How else are we going to pull 'nothing up our sleeves' jokes at parties?

More seriously, it's more a college thing. The entire college being in a liminal realm is one of the Mysteries teclis left them, and solving it, or at least attaining greater mastery,
Sheer spite at not letting Tzeench close off a research avenue
Also this.

As it was in 'Breaker of chains', it's true here: Bird delenda est.
 
Is there a reason we want to pursue liminal realm research, beyond idle curiosity?
It would be kind of cool. I don't have a particular interest in it, but assuming that bird-heckling isn't a normal phenomenon there are a few tradecraft uses I could see for rooms existing where they'd be physically impossible to fit.
I think "it's pretty cool/interesting" is a good enough reason, but I can see there being applications related to enchanting, experimenting, spellcraft and maybe apparition binding.

The Grey Lords clearly put in a lot of work into theirs, and I'm pretty sure they get a lot out of it.

And, of course, the most important reason of all: it's a GALAXY FLEX.
 
A reminder that we got AV through a highly improbably chance of the Thorned One being stuck between two states and constantly bleeding as a result.

Highly improbably chance.

It was Tzeentch's plan all along, hahaha
 
Yeah, but at what cost tho?

I don't really expect we will get executed or anything. But this isn't the sort of thing that, once in the open, people just forget about.

In an ideal word, sure, we'd have group theraphy with the other people in similar situations. But this ain't an ideal world.

And we don't really know how something like this might spread, or might lead to dominos falling in ways they wouldn't before. It's not a genie that goes back in the bottle. Whether we like it or not, whether they like it or not, the niggling seed of doubt will be planted.

Why would this plant a seed of doubt, though? We've previously met a Greater Daemon of Slaanesh, y'know, the one actually focused on corrupting people. We helped defeat and banish it. We have now met a Greater Daemon of Tzeentch which we defeated and banished...why would there suddenly be more suspicion on us now than there was then?

The idea that running into daemons irrevocably taints you in the eyes of basically anyone involved in magic is verifiably false and I'm really confused why anyone is buying into it.
 
Do not let yourself be influenced by a daemon, people. Alectai had the right of it. Acknowledge it but do not base our actions around it.

Do not get paranoid or start making plans based on what it said.
 
On a more serious note, an interesting inquiry could be made towards Laurelorn's leadership: suppose a new Everchosen does arise in the relatively near (especially by Elven standards) future, and does choose the Kislev/Empire direction for their assault, will they send at least some help?

***

Work request 1.
Summarize the excerpted discussion in three sentences.
Work request 2.
Copy the excerpted discussion from "Is there a reason" up to and including "Highly improbably chance.", substituting "Grey Masters" for "Grey Lords".
The material below comes from a separate source.

Material supplied.
***

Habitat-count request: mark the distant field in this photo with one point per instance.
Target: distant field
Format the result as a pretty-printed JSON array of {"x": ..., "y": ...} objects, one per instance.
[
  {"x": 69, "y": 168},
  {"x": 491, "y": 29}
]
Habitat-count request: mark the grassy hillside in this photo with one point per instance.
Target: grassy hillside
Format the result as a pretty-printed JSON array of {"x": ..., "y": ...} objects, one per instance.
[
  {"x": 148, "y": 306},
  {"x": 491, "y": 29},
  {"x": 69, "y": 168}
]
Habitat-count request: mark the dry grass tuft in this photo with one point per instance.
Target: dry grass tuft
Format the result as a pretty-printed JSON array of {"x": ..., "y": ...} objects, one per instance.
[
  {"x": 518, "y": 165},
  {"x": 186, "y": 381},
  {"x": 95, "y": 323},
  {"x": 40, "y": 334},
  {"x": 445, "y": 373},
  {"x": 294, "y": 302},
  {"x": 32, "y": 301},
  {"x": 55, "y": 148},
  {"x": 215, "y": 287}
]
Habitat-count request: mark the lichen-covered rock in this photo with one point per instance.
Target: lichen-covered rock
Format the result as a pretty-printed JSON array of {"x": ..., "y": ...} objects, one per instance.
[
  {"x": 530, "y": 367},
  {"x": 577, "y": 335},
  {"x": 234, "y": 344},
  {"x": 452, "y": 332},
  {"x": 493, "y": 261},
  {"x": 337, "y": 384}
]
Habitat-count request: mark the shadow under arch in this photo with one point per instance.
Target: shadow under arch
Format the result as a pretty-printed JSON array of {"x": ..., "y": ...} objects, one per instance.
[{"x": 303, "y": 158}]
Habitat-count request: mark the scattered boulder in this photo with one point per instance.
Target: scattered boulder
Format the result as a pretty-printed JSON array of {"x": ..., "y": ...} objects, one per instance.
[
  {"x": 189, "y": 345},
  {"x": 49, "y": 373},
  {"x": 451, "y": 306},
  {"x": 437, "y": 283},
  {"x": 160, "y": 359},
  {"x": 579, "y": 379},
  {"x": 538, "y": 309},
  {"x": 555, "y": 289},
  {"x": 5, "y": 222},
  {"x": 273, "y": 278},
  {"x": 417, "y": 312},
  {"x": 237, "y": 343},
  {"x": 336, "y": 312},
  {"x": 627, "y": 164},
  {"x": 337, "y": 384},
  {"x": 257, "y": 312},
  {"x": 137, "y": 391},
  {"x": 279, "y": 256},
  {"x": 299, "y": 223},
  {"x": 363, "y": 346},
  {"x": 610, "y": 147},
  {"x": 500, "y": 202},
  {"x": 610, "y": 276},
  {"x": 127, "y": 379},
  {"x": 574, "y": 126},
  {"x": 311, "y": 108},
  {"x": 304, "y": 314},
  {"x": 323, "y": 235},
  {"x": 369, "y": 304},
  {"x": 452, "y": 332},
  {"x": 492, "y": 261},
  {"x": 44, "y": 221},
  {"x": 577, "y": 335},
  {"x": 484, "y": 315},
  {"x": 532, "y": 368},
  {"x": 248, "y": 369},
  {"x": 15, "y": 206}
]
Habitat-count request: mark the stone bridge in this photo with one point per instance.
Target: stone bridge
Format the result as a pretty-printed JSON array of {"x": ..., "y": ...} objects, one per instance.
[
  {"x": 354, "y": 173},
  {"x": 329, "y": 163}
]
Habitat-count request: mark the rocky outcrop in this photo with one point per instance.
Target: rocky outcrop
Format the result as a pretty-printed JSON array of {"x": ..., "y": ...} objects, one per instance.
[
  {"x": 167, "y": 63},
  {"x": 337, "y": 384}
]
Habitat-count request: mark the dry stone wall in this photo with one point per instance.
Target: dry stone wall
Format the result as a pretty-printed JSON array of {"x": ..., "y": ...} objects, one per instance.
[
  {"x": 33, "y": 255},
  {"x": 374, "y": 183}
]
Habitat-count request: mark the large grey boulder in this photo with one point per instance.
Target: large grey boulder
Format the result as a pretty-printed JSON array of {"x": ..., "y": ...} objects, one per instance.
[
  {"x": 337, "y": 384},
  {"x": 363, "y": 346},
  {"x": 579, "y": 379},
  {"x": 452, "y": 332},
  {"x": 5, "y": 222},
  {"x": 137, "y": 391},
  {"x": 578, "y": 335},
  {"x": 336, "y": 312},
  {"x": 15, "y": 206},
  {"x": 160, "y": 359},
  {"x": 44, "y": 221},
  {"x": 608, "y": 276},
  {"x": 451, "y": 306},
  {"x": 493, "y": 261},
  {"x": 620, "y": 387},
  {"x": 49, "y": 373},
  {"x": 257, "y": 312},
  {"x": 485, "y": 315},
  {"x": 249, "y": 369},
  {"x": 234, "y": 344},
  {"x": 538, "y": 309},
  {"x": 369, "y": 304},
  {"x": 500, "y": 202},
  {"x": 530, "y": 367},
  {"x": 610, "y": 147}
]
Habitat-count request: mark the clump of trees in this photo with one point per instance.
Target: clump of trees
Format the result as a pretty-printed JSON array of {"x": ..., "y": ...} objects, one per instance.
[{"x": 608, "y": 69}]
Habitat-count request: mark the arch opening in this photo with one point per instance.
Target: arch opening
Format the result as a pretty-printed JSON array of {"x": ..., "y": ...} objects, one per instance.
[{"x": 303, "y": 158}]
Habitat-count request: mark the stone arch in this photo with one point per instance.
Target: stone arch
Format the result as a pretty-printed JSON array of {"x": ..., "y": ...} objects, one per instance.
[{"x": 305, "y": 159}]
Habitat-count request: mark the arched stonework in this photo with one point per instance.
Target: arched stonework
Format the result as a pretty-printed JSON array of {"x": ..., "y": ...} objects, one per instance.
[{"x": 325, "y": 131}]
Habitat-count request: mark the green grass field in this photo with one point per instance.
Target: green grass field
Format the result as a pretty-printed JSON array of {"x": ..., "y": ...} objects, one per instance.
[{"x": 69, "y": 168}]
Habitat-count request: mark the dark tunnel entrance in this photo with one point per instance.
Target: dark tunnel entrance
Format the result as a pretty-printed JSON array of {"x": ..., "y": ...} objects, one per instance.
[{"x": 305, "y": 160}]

***

Response 1.
Participants weigh reasons for pursuing liminal realm research, from simple curiosity to possible uses in tradecraft, enchanting, experimenting, spellcraft and apparition binding. One participant warns that encountering a Greater Daemon of Tzeentch will plant a seed of doubt that people will not forget, but another counters that they already defeated and banished a Greater Daemon of Slaanesh without drawing new suspicion. Others urge not letting the daemon's words influence their actions or make them paranoid.

Response 2.
Is there a reason we want to pursue liminal realm research, beyond idle curiosity?
It would be kind of cool. I don't have a particular interest in it, but assuming that bird-heckling isn't a normal phenomenon there are a few tradecraft uses I could see for rooms existing where they'd be physically impossible to fit.
I think "it's pretty cool/interesting" is a good enough reason, but I can see there being applications related to enchanting, experimenting, spellcraft and maybe apparition binding.

The Grey Masters clearly put in a lot of work into theirs, and I'm pretty sure they get a lot out of it.

And, of course, the most important reason of all: it's a GALAXY FLEX.
 
A reminder that we got AV through a highly improbably chance of the Thorned One being stuck between two states and constantly bleeding as a result.

Highly improbably chance.